## Stored rows

-- start --

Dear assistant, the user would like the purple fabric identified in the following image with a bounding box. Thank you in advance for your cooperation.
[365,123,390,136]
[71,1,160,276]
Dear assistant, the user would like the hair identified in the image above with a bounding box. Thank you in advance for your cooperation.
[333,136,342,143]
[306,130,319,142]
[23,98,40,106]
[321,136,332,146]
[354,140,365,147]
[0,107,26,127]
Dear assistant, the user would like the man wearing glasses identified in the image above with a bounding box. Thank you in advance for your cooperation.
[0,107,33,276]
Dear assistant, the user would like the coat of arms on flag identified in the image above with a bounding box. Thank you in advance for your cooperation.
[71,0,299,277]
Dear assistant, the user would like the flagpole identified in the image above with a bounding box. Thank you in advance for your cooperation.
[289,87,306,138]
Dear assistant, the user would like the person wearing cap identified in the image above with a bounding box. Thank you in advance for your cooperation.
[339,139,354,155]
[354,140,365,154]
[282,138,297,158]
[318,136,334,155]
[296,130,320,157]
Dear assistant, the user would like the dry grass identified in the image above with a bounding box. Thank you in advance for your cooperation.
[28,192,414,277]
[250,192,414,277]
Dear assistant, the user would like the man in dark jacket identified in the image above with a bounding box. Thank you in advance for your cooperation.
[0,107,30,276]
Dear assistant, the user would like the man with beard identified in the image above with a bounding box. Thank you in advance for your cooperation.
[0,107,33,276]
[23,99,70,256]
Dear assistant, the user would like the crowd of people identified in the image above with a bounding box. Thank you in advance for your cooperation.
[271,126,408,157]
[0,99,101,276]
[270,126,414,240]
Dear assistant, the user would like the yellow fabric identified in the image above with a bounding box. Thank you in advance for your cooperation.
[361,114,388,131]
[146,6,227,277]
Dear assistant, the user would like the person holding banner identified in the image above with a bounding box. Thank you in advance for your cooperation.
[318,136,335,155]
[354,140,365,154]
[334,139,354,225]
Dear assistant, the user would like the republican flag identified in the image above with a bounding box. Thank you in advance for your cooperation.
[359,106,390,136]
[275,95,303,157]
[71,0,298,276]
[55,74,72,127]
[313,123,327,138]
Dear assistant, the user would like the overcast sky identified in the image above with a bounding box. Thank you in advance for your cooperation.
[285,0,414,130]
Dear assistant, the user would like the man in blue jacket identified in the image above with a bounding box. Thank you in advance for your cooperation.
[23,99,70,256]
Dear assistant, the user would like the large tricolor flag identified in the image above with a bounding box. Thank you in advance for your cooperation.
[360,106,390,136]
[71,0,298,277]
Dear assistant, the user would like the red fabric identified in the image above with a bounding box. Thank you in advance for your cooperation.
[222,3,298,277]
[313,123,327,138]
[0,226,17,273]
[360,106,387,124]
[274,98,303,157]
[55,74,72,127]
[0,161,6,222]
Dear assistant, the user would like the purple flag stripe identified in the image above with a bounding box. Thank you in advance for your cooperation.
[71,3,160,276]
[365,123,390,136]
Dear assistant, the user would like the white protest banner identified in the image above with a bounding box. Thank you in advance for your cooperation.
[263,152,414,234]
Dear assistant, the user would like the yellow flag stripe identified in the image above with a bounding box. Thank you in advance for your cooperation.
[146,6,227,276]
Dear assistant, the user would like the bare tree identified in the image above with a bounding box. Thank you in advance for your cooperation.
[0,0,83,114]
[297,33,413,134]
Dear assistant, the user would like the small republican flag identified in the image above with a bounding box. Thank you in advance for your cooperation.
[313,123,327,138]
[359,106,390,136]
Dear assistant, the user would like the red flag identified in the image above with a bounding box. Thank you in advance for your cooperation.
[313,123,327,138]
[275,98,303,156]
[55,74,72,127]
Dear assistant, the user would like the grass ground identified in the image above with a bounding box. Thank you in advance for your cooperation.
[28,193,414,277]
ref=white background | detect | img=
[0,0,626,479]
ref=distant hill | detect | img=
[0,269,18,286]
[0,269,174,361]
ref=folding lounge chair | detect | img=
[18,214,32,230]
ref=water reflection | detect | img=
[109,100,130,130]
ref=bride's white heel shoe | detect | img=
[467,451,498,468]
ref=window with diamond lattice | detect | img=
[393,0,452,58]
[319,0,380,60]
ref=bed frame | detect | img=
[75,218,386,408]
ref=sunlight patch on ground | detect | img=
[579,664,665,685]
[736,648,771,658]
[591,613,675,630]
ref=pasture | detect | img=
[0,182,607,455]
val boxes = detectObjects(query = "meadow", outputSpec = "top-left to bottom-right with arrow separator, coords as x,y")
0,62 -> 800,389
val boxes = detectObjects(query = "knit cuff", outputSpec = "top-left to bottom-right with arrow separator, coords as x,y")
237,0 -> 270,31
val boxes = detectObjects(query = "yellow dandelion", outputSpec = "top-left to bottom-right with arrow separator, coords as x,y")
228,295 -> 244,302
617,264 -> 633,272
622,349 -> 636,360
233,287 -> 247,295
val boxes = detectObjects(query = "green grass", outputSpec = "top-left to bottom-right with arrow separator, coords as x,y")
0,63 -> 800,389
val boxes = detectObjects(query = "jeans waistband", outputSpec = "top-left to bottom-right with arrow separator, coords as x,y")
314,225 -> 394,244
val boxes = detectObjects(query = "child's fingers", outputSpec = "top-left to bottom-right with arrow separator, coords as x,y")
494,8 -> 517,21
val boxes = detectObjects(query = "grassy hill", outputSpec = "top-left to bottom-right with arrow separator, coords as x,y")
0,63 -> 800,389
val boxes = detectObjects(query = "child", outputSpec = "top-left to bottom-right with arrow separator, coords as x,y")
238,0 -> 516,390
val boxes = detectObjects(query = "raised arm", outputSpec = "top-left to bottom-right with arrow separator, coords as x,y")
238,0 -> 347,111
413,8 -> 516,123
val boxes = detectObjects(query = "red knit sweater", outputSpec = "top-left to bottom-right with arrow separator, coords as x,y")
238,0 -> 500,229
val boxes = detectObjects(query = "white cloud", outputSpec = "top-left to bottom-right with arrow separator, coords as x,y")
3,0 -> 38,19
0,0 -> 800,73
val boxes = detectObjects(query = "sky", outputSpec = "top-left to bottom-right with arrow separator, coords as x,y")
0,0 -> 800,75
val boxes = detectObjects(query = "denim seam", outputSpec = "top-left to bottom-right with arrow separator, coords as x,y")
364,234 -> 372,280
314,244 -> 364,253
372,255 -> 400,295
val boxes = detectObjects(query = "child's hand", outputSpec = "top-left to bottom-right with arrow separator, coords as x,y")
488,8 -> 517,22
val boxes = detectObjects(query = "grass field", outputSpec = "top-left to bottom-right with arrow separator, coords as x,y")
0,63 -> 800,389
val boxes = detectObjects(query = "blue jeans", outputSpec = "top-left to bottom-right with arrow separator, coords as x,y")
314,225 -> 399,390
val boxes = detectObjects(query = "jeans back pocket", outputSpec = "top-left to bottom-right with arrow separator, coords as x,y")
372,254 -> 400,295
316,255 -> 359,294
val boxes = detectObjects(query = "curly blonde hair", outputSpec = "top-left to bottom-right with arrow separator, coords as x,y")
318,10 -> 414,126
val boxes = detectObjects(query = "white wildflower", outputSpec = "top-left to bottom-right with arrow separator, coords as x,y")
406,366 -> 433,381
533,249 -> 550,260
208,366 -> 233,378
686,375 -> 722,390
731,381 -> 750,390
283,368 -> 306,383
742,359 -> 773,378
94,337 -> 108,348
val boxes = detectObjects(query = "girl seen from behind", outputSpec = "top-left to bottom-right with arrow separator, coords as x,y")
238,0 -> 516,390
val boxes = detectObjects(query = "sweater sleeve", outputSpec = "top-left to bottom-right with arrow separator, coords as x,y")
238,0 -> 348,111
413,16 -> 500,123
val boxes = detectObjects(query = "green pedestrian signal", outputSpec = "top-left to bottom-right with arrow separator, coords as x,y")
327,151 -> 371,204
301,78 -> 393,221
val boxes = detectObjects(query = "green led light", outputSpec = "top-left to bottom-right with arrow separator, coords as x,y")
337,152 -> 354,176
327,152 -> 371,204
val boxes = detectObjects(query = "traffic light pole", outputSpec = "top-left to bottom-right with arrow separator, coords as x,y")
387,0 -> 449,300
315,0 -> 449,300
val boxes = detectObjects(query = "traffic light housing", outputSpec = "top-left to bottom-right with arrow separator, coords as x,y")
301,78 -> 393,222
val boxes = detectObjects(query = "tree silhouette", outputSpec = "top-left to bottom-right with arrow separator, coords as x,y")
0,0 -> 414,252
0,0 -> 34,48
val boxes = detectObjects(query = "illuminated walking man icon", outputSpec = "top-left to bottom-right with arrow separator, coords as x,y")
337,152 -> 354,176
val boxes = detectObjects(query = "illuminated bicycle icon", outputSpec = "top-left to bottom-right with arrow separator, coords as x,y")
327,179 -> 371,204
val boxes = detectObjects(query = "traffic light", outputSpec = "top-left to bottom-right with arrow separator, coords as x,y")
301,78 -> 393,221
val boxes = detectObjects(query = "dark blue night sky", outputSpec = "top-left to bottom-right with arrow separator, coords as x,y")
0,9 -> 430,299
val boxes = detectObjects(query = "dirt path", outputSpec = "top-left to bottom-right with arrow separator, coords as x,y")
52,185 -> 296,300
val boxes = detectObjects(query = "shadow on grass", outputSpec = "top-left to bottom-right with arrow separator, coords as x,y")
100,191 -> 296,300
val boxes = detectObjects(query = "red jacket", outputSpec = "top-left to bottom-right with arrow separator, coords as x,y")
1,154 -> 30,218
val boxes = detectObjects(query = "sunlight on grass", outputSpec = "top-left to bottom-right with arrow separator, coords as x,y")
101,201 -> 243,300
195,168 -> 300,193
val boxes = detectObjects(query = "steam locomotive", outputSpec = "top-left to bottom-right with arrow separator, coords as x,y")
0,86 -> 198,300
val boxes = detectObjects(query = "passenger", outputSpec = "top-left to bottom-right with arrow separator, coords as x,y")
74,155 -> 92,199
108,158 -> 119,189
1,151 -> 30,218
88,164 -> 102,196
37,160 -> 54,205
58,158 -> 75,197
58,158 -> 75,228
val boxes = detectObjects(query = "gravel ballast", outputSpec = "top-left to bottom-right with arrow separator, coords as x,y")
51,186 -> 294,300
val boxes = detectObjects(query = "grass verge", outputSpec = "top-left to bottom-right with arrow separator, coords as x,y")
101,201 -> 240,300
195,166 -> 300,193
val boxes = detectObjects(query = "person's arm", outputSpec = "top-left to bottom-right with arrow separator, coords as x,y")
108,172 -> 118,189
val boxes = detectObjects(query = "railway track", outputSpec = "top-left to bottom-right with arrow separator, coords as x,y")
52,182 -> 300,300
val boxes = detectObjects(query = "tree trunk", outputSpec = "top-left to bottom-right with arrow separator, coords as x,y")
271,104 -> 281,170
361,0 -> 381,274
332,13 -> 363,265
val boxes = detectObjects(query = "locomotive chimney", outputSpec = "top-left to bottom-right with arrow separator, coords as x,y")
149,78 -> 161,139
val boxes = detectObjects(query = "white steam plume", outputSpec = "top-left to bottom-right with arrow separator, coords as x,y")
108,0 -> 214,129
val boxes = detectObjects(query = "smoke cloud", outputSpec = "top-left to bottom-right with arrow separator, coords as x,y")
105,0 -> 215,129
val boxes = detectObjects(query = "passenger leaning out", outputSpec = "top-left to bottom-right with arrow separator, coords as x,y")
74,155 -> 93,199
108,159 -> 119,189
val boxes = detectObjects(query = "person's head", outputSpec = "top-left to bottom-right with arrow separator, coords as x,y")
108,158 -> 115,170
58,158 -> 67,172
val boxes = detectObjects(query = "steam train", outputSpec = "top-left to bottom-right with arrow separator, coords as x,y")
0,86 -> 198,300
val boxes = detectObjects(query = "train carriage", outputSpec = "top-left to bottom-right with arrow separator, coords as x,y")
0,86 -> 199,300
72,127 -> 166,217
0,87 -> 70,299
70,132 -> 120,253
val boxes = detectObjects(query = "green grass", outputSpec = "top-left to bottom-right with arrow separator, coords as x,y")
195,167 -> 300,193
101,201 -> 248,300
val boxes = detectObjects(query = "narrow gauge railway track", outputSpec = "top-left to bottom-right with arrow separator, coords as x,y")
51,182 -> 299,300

-- end --

## Task directions
State how many lines in the rows above contain the string "child", treating uppercase and lowercase as different, and reply with the number alone.

## Answer to the problem
3